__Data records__

# # # # #

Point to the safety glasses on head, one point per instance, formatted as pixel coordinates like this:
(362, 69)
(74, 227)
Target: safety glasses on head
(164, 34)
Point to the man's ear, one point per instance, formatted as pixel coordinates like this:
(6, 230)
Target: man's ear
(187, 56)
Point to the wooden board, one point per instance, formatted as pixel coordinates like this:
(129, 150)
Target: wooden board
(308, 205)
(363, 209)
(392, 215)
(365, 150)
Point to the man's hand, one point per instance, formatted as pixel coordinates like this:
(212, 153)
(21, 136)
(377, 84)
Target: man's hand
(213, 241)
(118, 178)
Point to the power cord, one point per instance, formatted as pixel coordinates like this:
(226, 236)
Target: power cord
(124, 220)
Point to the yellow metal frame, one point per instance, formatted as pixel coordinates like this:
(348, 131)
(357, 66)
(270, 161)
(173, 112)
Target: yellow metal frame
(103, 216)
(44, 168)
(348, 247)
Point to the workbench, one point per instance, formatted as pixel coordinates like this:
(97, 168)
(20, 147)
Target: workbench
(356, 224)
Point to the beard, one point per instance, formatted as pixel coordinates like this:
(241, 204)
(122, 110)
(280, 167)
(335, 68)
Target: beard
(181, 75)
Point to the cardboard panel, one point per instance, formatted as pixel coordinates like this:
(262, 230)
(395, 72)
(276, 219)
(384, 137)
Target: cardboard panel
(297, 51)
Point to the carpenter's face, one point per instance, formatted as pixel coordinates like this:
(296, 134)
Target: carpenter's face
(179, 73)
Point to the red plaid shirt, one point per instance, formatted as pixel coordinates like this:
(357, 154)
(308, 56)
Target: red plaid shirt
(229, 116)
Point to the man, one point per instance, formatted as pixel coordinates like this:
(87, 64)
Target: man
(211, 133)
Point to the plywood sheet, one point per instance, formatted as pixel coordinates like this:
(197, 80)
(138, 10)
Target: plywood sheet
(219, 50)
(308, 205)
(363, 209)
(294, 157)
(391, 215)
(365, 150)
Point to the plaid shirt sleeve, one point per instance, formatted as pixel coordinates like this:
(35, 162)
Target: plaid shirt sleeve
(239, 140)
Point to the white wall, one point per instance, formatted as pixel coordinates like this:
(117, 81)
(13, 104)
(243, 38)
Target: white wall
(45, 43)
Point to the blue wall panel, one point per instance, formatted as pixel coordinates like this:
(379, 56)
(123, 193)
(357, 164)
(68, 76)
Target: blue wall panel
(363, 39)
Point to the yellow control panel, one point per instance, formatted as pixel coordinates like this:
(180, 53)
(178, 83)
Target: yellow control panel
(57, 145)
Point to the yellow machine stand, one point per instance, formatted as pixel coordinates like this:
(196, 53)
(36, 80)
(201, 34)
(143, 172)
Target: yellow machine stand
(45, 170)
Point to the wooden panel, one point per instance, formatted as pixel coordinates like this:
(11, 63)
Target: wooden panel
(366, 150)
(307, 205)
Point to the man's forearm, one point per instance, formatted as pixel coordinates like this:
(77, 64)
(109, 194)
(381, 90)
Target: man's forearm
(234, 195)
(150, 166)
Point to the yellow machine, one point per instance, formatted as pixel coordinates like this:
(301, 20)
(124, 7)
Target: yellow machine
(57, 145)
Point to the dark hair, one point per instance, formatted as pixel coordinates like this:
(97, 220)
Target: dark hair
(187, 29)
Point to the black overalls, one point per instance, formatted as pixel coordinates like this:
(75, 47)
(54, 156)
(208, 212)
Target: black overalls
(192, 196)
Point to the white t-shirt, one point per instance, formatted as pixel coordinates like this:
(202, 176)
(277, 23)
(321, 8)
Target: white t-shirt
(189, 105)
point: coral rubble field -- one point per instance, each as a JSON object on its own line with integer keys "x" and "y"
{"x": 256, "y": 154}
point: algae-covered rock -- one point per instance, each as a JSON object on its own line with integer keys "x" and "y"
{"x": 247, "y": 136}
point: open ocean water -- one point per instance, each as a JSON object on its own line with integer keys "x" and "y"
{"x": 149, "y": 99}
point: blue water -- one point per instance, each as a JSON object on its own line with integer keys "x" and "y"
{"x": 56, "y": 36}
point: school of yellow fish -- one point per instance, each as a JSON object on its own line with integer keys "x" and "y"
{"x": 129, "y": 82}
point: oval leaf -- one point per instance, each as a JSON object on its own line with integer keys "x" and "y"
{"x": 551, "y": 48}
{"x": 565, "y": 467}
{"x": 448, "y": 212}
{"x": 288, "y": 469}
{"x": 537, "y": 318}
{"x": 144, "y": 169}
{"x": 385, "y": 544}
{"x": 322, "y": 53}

# # # # #

__Task statement__
Can you print, unchanged, every row from the one containing "Point to the wooden panel, one" through the final row, including both of those rows?

__Expected output__
Point to the wooden panel, one point per instance, formatted as pixel coordinates like this:
(11, 63)
Target: wooden panel
(366, 150)
(307, 205)
Point to the man's forearm, one point per instance, formatted as pixel coordinates like this:
(77, 64)
(109, 194)
(381, 90)
Target: man's forearm
(234, 195)
(150, 166)
Point to the yellow machine, one point per instance, formatted as pixel coordinates like this:
(301, 20)
(124, 7)
Target: yellow machine
(57, 145)
Point to the dark hair, one point per instance, formatted as pixel coordinates like this:
(97, 220)
Target: dark hair
(187, 29)
Point to the black overalls, one point per instance, formatted as pixel coordinates like this:
(75, 47)
(54, 156)
(208, 212)
Target: black overalls
(192, 196)
Point to the white t-shirt, one point per instance, formatted as pixel coordinates like this:
(202, 176)
(277, 23)
(321, 8)
Target: white t-shirt
(189, 105)
point: coral rubble field -- one point per instance, each as a JSON object on its own line with integer keys "x" and "y"
{"x": 256, "y": 154}
point: algae-covered rock -- one point per instance, each as a JSON object on its own line with integer keys "x" and "y"
{"x": 247, "y": 136}
point: open ocean water -- one point per instance, each as a JSON object on its own line with integer keys "x" and "y"
{"x": 149, "y": 99}
point: blue water -- one point per instance, each as a JSON object on its own line with integer keys "x" and "y"
{"x": 56, "y": 36}
point: school of yellow fish -- one point per instance, each as a JSON object on its own line with integer keys "x" and "y"
{"x": 129, "y": 82}
point: oval leaf -- one point per instance, each as a JSON object on its own line with integer keys "x" and "y"
{"x": 551, "y": 48}
{"x": 565, "y": 467}
{"x": 448, "y": 212}
{"x": 288, "y": 469}
{"x": 537, "y": 318}
{"x": 144, "y": 169}
{"x": 385, "y": 544}
{"x": 322, "y": 53}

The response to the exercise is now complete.